# Exercise goal
Would you restate, exactly as they appear, the lines from the one containing "Exercise. Point out the aged" through the end of the data below?

# Data supplied
◆ ◆ ◆

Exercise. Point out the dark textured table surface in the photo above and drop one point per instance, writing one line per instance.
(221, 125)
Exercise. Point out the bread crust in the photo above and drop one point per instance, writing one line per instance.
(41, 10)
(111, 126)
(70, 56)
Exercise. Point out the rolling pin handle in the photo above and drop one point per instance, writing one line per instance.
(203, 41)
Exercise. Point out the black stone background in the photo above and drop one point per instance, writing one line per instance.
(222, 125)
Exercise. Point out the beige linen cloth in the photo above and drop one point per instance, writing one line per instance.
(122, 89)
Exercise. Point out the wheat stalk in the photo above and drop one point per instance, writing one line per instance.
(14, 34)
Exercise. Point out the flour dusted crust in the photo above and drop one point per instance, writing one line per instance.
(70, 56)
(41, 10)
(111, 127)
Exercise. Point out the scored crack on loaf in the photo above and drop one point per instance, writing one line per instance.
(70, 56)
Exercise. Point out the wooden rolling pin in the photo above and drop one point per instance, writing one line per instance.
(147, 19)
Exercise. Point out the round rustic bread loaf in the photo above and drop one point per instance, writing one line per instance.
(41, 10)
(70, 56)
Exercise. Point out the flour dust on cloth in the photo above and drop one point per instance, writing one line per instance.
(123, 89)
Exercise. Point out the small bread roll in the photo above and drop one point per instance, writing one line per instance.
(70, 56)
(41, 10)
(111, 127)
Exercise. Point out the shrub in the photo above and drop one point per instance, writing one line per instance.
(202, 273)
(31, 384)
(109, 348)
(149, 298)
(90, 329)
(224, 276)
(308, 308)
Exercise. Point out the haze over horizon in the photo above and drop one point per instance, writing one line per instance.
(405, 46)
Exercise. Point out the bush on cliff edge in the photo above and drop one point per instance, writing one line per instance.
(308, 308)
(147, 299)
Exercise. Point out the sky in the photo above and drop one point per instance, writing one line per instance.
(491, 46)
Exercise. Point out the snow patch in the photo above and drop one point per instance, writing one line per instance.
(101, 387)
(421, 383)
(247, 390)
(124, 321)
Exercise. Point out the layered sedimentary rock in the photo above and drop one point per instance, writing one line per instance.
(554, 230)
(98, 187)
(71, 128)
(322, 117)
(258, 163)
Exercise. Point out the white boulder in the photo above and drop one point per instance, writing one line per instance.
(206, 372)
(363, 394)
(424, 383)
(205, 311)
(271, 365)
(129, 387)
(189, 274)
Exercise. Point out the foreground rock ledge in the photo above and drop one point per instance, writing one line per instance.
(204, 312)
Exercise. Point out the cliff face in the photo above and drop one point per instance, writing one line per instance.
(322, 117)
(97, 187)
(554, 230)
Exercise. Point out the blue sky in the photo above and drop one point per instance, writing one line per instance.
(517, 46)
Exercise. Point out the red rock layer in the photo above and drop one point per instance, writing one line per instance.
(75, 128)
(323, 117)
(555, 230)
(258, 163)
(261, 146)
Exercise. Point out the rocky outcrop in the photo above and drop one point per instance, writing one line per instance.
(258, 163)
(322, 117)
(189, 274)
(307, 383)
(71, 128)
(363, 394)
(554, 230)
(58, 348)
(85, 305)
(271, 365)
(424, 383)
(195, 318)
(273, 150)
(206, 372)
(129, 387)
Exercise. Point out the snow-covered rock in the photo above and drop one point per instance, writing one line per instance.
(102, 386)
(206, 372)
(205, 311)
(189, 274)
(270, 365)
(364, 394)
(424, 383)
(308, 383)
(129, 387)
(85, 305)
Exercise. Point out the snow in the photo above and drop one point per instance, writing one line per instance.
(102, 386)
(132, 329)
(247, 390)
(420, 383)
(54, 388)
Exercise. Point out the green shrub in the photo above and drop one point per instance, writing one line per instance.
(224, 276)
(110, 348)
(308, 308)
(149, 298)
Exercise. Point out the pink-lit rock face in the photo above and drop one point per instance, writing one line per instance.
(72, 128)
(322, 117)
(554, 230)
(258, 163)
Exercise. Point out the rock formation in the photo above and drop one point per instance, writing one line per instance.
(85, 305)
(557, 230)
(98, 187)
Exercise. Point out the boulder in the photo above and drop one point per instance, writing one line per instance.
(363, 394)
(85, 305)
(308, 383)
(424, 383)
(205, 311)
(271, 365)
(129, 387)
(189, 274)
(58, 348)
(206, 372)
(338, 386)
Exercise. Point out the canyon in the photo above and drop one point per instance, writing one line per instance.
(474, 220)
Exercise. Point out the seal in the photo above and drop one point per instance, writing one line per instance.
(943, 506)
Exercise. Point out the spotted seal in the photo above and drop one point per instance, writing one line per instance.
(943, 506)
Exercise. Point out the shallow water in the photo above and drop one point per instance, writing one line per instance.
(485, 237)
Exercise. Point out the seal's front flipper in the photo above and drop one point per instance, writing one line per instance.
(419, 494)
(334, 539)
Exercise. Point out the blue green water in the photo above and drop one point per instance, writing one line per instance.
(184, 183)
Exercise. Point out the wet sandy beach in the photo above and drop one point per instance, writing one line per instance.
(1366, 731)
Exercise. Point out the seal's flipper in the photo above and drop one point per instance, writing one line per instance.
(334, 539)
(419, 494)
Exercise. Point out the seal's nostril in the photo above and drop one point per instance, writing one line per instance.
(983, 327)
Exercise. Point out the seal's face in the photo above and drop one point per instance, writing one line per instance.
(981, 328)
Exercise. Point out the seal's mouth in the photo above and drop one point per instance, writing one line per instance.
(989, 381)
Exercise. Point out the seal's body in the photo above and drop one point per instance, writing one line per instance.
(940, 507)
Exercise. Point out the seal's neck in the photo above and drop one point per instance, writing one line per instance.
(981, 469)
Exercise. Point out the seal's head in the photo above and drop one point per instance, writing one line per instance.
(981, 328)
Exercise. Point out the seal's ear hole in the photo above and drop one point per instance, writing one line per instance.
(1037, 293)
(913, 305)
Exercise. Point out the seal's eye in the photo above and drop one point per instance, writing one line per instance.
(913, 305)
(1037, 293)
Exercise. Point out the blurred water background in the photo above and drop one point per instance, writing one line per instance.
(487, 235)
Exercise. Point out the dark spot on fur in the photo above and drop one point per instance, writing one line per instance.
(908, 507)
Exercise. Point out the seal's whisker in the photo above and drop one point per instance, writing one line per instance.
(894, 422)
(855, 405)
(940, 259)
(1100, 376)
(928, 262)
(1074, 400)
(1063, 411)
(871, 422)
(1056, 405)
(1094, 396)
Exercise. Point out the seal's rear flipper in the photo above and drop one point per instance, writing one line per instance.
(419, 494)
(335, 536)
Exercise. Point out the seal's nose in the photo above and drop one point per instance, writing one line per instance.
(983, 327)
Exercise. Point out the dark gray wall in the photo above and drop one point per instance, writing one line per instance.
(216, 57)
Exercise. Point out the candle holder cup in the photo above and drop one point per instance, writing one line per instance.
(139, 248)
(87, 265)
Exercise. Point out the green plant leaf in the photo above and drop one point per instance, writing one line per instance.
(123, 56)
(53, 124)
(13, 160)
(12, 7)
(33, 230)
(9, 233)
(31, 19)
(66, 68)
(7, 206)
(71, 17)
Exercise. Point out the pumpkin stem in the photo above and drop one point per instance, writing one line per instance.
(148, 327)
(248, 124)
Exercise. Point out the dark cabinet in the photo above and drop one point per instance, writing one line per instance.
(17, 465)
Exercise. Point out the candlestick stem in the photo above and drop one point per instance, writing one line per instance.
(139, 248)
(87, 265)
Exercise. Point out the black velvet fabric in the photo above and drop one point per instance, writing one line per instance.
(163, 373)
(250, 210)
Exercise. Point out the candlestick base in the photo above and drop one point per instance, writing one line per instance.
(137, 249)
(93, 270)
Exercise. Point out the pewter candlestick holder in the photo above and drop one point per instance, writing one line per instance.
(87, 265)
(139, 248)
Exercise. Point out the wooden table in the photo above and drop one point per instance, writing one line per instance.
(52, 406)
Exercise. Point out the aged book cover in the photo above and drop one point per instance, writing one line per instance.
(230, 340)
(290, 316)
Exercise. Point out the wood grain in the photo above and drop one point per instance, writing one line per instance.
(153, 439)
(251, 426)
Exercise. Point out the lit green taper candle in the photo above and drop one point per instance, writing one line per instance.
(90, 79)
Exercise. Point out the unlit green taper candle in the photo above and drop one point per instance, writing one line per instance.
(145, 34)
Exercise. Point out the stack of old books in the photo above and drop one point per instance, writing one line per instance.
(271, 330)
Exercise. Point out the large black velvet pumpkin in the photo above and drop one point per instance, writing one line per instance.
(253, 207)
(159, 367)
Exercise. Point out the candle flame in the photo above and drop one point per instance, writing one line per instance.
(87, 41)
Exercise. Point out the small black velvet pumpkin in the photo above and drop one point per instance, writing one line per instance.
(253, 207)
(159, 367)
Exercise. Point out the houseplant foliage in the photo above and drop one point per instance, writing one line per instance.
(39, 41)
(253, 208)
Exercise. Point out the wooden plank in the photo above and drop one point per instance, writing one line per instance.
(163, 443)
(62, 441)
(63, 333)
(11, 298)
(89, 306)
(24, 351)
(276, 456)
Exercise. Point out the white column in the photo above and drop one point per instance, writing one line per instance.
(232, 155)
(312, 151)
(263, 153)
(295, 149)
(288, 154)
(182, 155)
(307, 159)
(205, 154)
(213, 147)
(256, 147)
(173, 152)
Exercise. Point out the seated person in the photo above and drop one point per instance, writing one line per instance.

◆ ◆ ◆

# Task solution
Exercise. Point out the aged book cover in the photo above and drop one point per instance, writing one line per instance.
(230, 340)
(290, 316)
Exercise. Point out the wood grain in the photo above and drop one point per instance, writing one line per instance.
(153, 439)
(251, 426)
Exercise. Point out the lit green taper candle in the photo above and drop one point per instance, writing one line per instance.
(90, 79)
Exercise. Point out the unlit green taper candle in the photo above and drop one point per instance, writing one line per instance.
(145, 34)
Exercise. Point out the stack of old books in the photo above and drop one point per instance, writing one line per instance.
(271, 330)
Exercise. Point out the large black velvet pumpkin in the photo above and drop one point per instance, writing one line per instance.
(253, 207)
(159, 367)
Exercise. Point out the candle flame in the photo above and drop one point per instance, writing one line per instance.
(87, 41)
Exercise. Point out the small black velvet pumpkin in the photo above and drop one point per instance, writing one line per instance.
(253, 207)
(159, 367)
Exercise. Point out the houseplant foliage in the photo above and drop one point per instance, writing one line per instance.
(39, 41)
(253, 208)
Exercise. Point out the wooden plank in the photo above and drop one point per instance, writing one line per instance.
(163, 443)
(62, 441)
(63, 333)
(11, 298)
(89, 306)
(24, 351)
(276, 456)
Exercise. Point out the white column in the photo above and drop one point per instance, writing one line per instance.
(232, 155)
(312, 151)
(263, 153)
(295, 149)
(288, 154)
(182, 155)
(307, 159)
(205, 154)
(213, 147)
(256, 147)
(173, 152)
Exercise. Point out the seated person in the photo above and drop one point per instance, writing one line per instance.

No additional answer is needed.